[Collected data]
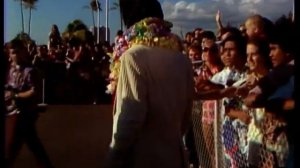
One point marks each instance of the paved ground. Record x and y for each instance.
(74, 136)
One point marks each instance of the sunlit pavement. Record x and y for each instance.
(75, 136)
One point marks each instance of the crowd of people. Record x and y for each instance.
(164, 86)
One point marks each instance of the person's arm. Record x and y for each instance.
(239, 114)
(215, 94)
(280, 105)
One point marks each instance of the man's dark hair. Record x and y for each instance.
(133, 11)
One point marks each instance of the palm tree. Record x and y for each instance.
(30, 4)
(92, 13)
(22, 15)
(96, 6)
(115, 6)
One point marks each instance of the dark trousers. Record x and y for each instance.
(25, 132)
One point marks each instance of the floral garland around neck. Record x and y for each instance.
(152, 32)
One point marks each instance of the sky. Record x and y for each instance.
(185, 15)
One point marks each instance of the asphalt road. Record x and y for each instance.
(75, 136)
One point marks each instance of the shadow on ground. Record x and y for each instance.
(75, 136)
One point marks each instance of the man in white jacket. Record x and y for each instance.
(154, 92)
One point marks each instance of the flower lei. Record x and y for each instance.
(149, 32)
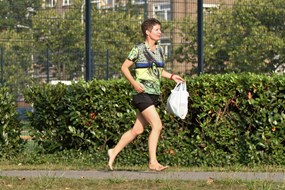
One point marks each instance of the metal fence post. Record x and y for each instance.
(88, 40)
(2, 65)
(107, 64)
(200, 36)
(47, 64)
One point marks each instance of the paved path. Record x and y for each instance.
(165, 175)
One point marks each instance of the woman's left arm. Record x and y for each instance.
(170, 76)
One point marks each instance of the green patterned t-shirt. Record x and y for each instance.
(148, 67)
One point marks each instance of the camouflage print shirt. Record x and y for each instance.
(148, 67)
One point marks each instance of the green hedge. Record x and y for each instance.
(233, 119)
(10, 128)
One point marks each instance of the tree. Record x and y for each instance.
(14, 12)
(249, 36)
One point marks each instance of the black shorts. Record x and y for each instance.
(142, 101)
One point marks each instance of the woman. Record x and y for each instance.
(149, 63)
==
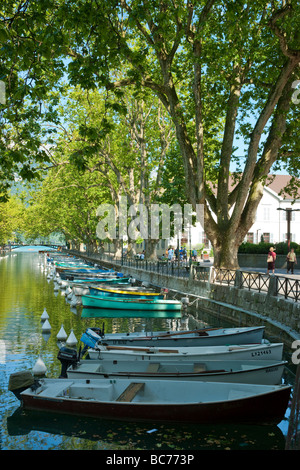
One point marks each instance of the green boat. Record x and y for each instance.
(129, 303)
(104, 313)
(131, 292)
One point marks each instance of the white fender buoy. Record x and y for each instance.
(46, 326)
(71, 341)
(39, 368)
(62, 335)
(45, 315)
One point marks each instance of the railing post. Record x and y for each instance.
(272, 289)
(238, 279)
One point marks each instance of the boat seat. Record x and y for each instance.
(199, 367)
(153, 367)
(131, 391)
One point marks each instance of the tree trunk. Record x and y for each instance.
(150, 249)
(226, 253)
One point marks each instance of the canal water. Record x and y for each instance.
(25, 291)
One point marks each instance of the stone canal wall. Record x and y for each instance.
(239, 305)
--
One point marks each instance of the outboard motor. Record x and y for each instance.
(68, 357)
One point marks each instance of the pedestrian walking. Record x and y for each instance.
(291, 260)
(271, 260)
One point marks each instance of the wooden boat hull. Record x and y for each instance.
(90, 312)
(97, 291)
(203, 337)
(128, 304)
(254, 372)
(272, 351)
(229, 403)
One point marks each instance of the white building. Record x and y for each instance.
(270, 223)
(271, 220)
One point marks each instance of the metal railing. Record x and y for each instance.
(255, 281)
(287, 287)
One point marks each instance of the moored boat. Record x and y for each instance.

Task prompt:
The answer is the lines above between the line holding "One point marks each instance of the outboard" and the line holding "One point marks each instance of the moored", inclusive, each written out exactly, and no others.

Exercise response:
One point marks each instance of the outboard motor. Record x and y for each instance.
(68, 357)
One point marks each instance of the pedestrian walking. Record x and y for each instance.
(291, 260)
(271, 260)
One point marks each instance of the wooden boat hull. Record x and y for each instance.
(90, 312)
(97, 291)
(203, 337)
(128, 304)
(254, 372)
(272, 351)
(229, 403)
One point marks each instance of the white building. Record x and y for each instance.
(270, 223)
(271, 220)
One point marks each instance of the metal railing. Record x and y for each instance.
(255, 281)
(287, 287)
One point marks each instance of the moored boat. Record x and y for each instance.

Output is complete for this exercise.